Data in this exercise →
··········
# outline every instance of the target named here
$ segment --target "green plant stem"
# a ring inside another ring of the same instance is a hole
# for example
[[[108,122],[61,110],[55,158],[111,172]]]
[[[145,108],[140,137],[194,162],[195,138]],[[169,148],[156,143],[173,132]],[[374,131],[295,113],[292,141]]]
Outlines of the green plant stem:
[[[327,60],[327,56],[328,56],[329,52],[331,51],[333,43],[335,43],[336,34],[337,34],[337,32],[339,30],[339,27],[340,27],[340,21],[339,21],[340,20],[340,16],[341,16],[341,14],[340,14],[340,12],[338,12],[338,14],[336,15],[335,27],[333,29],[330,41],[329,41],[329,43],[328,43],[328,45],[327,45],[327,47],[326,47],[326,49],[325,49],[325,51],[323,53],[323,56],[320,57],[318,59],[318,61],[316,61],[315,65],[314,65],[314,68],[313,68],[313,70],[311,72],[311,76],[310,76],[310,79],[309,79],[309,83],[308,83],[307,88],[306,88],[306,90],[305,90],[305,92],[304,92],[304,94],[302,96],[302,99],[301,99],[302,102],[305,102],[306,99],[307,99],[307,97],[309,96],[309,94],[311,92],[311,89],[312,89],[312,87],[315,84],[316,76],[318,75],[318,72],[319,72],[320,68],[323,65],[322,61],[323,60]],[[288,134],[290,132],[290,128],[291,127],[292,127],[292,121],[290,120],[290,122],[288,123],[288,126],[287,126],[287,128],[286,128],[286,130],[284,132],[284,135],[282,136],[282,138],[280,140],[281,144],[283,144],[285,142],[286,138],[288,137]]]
··········
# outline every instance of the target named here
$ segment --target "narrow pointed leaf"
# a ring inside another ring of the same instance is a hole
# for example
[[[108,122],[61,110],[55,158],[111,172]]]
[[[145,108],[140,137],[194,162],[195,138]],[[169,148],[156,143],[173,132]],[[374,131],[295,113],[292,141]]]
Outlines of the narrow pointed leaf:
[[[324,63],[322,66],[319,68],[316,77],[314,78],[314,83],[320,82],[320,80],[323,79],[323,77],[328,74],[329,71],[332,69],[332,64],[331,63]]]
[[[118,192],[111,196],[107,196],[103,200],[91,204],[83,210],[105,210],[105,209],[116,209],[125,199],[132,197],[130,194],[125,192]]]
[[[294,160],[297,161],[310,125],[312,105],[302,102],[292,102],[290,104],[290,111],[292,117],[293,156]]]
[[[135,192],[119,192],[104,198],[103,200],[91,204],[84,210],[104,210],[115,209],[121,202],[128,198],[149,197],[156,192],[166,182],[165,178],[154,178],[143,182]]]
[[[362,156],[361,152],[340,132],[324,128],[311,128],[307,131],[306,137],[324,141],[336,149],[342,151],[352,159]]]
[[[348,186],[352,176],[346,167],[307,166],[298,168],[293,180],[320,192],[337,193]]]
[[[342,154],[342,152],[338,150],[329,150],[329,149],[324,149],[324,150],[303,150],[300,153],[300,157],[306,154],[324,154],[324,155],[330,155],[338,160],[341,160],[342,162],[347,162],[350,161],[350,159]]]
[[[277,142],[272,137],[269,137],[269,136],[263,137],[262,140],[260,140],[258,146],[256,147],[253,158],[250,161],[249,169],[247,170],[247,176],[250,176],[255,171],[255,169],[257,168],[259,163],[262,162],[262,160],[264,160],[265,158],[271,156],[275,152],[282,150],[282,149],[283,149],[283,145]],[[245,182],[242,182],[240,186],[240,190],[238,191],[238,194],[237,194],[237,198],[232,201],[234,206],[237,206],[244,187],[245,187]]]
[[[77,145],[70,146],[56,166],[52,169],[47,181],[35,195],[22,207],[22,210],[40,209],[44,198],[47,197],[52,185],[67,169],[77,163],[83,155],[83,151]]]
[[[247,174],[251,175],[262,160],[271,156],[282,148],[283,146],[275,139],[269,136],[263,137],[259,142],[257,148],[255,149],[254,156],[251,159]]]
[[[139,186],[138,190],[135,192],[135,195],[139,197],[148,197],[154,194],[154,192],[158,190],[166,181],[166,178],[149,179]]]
··········
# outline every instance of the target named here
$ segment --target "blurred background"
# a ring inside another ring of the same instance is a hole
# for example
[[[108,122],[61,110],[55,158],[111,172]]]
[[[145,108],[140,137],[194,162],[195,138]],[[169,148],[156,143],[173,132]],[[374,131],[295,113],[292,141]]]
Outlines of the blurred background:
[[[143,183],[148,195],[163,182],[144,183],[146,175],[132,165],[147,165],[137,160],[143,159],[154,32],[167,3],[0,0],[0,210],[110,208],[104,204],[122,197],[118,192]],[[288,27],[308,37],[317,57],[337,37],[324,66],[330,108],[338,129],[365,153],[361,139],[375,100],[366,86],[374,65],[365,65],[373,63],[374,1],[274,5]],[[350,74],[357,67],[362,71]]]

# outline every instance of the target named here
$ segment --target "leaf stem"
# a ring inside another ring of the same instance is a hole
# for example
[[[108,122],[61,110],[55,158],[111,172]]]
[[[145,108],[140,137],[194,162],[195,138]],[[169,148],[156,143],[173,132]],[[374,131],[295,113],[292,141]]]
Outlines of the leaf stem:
··········
What you should do → Copy each line in the data that holds the word "segment".

Task output →
$ segment --target "green plant stem"
$ segment --target "narrow pointed leaf"
$ segment --target "blurred background"
$ segment --target "leaf stem"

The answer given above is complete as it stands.